### Aim
Reproduce all of the following lines verbatim, leaving out the pictures.

### Input
******

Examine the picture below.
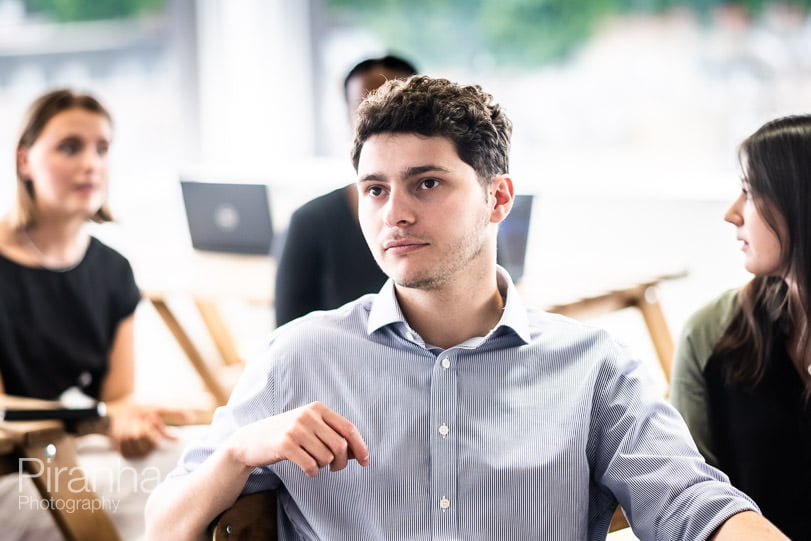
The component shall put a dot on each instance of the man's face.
(422, 210)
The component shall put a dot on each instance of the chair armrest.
(252, 516)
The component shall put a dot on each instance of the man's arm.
(312, 437)
(747, 525)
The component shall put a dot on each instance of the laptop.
(513, 233)
(231, 218)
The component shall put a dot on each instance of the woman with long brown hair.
(742, 373)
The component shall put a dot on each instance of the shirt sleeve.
(252, 399)
(643, 454)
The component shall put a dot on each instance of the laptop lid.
(228, 217)
(513, 233)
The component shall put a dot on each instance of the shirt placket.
(443, 432)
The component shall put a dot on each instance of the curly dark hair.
(422, 105)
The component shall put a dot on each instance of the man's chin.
(416, 282)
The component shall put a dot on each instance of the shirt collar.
(386, 311)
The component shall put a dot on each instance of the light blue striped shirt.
(534, 431)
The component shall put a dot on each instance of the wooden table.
(44, 451)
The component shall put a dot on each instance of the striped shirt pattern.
(535, 431)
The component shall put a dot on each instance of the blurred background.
(627, 118)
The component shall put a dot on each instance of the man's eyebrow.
(407, 173)
(371, 177)
(421, 169)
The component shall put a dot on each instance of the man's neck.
(460, 310)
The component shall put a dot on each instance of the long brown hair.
(37, 117)
(776, 164)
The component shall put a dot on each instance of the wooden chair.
(253, 517)
(219, 376)
(51, 462)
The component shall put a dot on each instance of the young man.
(325, 262)
(441, 406)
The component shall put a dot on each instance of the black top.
(763, 440)
(57, 327)
(325, 262)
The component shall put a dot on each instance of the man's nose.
(399, 209)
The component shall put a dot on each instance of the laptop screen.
(228, 217)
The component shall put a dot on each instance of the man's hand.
(311, 437)
(137, 429)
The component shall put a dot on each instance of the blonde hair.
(47, 106)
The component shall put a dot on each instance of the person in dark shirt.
(742, 373)
(67, 301)
(325, 262)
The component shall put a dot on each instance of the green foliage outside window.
(501, 33)
(93, 10)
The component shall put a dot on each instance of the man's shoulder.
(348, 320)
(554, 330)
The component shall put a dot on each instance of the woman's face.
(763, 254)
(68, 164)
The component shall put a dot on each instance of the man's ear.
(22, 162)
(501, 187)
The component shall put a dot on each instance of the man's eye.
(69, 147)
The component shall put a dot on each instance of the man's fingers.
(354, 446)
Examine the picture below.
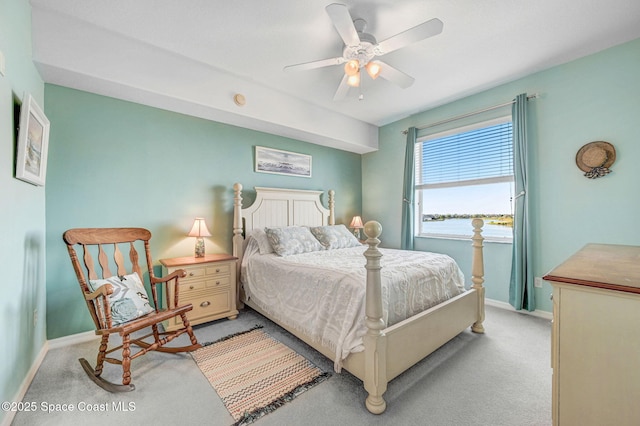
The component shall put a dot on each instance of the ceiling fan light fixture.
(352, 67)
(373, 69)
(354, 80)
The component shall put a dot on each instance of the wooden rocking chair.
(113, 298)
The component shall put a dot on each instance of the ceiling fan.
(361, 48)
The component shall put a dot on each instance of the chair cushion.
(335, 236)
(292, 240)
(129, 298)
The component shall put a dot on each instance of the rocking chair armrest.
(175, 275)
(104, 290)
(178, 273)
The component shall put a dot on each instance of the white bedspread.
(322, 293)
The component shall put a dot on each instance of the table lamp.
(356, 225)
(199, 230)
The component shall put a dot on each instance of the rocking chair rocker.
(118, 303)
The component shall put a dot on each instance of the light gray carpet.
(500, 378)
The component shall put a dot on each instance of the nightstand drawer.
(209, 305)
(194, 273)
(222, 269)
(219, 282)
(209, 286)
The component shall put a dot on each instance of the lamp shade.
(356, 223)
(199, 228)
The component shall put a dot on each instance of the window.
(463, 174)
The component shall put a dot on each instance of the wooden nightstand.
(210, 286)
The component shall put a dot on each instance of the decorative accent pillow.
(263, 241)
(129, 298)
(292, 240)
(336, 236)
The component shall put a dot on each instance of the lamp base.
(199, 247)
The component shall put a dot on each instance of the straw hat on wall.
(596, 158)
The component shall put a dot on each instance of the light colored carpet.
(500, 378)
(254, 374)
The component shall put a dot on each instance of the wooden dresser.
(595, 348)
(210, 286)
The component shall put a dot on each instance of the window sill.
(464, 238)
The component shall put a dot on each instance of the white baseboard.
(504, 305)
(72, 339)
(24, 386)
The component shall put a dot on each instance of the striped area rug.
(255, 374)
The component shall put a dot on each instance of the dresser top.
(192, 260)
(611, 266)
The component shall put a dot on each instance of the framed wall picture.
(33, 143)
(270, 160)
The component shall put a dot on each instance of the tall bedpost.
(375, 343)
(332, 202)
(477, 272)
(238, 239)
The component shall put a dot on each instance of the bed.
(378, 343)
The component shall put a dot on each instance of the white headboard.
(278, 207)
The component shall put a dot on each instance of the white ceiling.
(192, 57)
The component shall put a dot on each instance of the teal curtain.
(521, 293)
(408, 190)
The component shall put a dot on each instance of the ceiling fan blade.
(395, 76)
(315, 64)
(412, 35)
(341, 19)
(343, 88)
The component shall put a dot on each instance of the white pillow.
(336, 236)
(292, 240)
(129, 298)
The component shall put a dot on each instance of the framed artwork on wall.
(280, 162)
(33, 143)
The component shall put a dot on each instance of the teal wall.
(22, 213)
(593, 98)
(116, 163)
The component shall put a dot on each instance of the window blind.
(478, 156)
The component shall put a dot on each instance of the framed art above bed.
(350, 301)
(276, 161)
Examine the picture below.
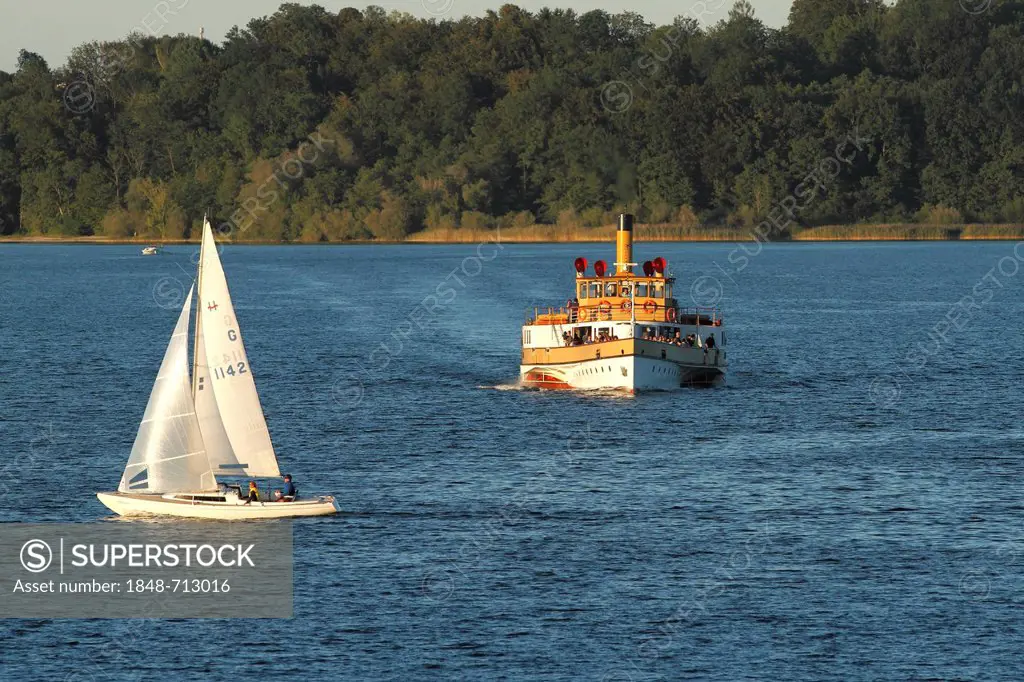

******

### Final result
Examine the picture below.
The component shall put a dot on each instance of the man's face.
(422, 210)
The component shall put a dot on each instance of the chair armrest.
(252, 516)
The component shall put a dot on each instance of the man's arm.
(312, 437)
(747, 525)
The component shall put a dot on each instance of the laptop.
(513, 233)
(231, 218)
The component shall put a dot on each instance of the woman with long brown hair.
(742, 373)
The component shall put a dot on each instance of the shirt sleeve.
(252, 399)
(643, 454)
The component shall put a dot on each instance of the laptop lid.
(228, 217)
(513, 233)
The component shall put a dot on each instance of the shirt placket.
(443, 432)
The component shall put a dot on each instance of the curly dark hair.
(422, 105)
The component shall put a dot on each instance of the man's chin.
(416, 282)
The component shall put a dot on each instance of the shirt collar.
(386, 311)
The component shall put a dot on each instance of the light blue striped shirt.
(534, 431)
The component shall put a dot on each instance of the wooden table.
(44, 451)
The component shall put a dot on each instance of the striped shirt pattern.
(535, 431)
The component shall put a dot on each instance of the blurred background.
(627, 118)
The component shall put a dot on each instance of the man's eyebrow.
(407, 173)
(371, 177)
(421, 169)
The component shall put a dot on each instance of the man's neck.
(460, 310)
The component shall put a dot on each instance of the long brown hair.
(37, 117)
(776, 164)
The component shall put a dot on each instance of the wooden chair.
(253, 517)
(219, 376)
(51, 462)
The component shall put a dot on each instance of the young man.
(325, 262)
(441, 406)
The component shall put a dot on each instance of the black top.
(763, 440)
(57, 327)
(325, 262)
The component shall put a dot on each instance of the man's nose.
(399, 209)
The component shall put a dot on each instance of the laptop screen.
(228, 217)
The component shall put a dot on each instance of the man's hand.
(311, 437)
(137, 429)
The component shall put a dot on each instance of the blonde hair.
(47, 106)
The component shall put a dot on each instance of the person in dark shirt.
(742, 373)
(67, 301)
(325, 262)
The component shall put a dot on each instance of the green foliage outside window.
(501, 33)
(93, 10)
The component shall put a dot on each instance of the man's shoulder.
(348, 320)
(554, 330)
The component shall put a dot on each instance of the woman's face.
(763, 254)
(68, 164)
The component shall put a dot on each instance of the man's ear.
(22, 162)
(501, 187)
The component shall put a dot on each instance of the man's eye.
(69, 147)
The component shall put a dot on each instance of the man's fingers.
(354, 446)
Examine the picture below.
The component shall put a dot on each instance of the ceiling fan light fixture.
(352, 67)
(373, 69)
(354, 80)
The component shall put a dot on each instance of the wooden rocking chair.
(113, 298)
The component shall put a dot on each instance of the ceiling fan.
(361, 48)
The component shall put a dot on each instance of the chair cushion.
(335, 236)
(292, 240)
(129, 298)
The component shall put a dot on each instance of the rocking chair armrest.
(175, 275)
(104, 290)
(178, 273)
The component shall put a dot on each instance of the white bedspread.
(322, 293)
The component shall put a dot on each instance of the table lamp.
(356, 225)
(199, 230)
The component shall put a dot on each instance of the rocking chair rocker.
(118, 303)
The component shall put a dot on each instance of the light gray carpet.
(500, 378)
The component shall put a dot on each instance of the nightstand drawer.
(209, 305)
(194, 273)
(222, 269)
(219, 282)
(209, 286)
The component shall put a dot on each instance of the lamp shade.
(356, 223)
(199, 228)
The component shall put a dot on each instance of the window.
(463, 174)
The component shall put a dot on each instance of the wooden nightstand.
(210, 286)
The component shall put a dot on each instance of the decorative accent pillow.
(263, 241)
(129, 298)
(292, 240)
(336, 236)
The component shall put a dot on each instance of the lamp base.
(199, 247)
The component shall put a dot on each instance of the straw hat on wall.
(596, 158)
The component shall put a dot on each instance of the light colored carpet.
(500, 378)
(254, 374)
The component shall put a dot on each instance of the wooden dresser.
(595, 348)
(210, 286)
The component shall put a dot on each instance of the window sill.
(464, 238)
The component shall put a dot on each instance of the white baseboard.
(504, 305)
(72, 339)
(24, 386)
The component shall put a dot on each instance of the striped area rug.
(255, 374)
The component shall put a dot on each instance of the dresser top.
(192, 260)
(611, 266)
The component shall put a dot on each instance of the framed wall picture.
(33, 143)
(270, 160)
The component shall put a dot on each instance of the tall bedpost.
(375, 343)
(332, 202)
(477, 272)
(238, 239)
The component shall put a dot on each instance of the bed.
(378, 343)
The component shall put a dot on each instance of the white headboard.
(278, 207)
The component shall put a dot on each instance of the white ceiling.
(192, 57)
The component shall put a dot on each instance of the teal curtain.
(521, 293)
(408, 190)
The component shall put a dot on each instance of the ceiling fan blade.
(395, 76)
(315, 64)
(412, 35)
(341, 19)
(343, 88)
The component shall put a dot on each instance of the white pillow.
(336, 236)
(292, 240)
(129, 298)
The component shall put a dot on each instance of the framed artwork on wall.
(280, 162)
(33, 143)
The component shall put a dot on each instance of the teal wall.
(22, 213)
(593, 98)
(116, 163)
The component shall put a dot on each instance of the window blind.
(478, 156)
The component shall put a dot on each instance of the framed art above bed.
(350, 301)
(276, 161)
Examine the picture below.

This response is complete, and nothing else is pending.